• **Stated goal**
Count the lines below that contain the string "sword", and give only that number.

• **Given information**
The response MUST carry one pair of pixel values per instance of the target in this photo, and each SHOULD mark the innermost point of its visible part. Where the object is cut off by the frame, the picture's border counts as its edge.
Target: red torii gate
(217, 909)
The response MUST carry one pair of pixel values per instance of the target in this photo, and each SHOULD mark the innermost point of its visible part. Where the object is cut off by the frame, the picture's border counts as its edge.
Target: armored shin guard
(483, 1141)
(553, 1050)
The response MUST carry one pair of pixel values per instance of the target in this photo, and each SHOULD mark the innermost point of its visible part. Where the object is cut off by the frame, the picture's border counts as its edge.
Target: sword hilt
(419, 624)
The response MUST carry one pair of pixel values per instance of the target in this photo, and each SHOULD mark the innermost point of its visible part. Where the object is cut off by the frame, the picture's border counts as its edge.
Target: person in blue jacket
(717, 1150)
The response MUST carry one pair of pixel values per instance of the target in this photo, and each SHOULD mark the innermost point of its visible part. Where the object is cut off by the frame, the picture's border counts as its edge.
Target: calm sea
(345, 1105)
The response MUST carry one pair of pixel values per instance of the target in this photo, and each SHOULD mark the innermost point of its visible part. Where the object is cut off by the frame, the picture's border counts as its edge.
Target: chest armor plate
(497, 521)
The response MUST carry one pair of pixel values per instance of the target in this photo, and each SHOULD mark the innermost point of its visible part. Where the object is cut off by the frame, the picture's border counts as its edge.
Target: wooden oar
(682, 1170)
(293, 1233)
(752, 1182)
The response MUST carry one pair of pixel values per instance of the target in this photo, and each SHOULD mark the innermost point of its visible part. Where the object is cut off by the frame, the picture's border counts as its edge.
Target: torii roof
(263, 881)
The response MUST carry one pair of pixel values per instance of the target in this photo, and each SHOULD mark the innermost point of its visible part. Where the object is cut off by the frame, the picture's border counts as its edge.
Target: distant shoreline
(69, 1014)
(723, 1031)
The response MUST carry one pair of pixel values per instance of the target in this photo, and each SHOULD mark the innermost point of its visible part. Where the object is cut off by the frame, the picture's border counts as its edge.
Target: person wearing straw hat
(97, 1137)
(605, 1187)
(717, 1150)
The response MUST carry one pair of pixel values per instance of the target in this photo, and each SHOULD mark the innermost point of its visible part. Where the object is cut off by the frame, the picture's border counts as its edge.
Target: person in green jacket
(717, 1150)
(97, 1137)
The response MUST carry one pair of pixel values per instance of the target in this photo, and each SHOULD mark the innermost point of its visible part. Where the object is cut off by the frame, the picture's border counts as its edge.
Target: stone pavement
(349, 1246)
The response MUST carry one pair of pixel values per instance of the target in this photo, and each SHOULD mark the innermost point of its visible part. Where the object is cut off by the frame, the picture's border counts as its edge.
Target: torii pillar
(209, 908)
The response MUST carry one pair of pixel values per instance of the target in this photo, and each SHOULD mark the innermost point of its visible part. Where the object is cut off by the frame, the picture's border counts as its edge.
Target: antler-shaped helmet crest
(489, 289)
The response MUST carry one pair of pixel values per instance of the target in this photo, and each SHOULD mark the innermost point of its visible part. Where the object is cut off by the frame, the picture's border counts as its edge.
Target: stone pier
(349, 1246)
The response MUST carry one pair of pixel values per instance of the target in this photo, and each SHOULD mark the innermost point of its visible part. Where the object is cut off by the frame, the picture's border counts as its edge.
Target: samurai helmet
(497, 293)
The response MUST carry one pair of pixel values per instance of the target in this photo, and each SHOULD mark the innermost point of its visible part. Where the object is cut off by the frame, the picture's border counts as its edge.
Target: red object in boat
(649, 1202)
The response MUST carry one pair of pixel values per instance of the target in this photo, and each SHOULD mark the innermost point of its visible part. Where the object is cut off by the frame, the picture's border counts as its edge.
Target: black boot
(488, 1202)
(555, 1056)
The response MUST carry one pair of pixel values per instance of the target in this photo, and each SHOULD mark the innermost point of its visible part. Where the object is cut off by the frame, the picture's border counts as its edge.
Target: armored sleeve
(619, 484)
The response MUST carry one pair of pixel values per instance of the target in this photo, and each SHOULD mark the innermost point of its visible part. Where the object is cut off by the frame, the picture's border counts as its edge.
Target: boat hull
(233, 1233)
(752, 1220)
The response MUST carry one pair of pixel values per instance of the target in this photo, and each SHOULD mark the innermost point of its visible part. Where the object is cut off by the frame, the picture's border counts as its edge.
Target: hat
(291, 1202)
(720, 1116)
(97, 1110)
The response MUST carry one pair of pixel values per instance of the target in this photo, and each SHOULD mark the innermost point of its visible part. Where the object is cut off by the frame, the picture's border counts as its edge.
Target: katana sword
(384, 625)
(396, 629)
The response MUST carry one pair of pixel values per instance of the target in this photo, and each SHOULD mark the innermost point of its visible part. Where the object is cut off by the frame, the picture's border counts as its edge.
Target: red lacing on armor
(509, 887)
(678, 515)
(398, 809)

• **Response to this exercise**
2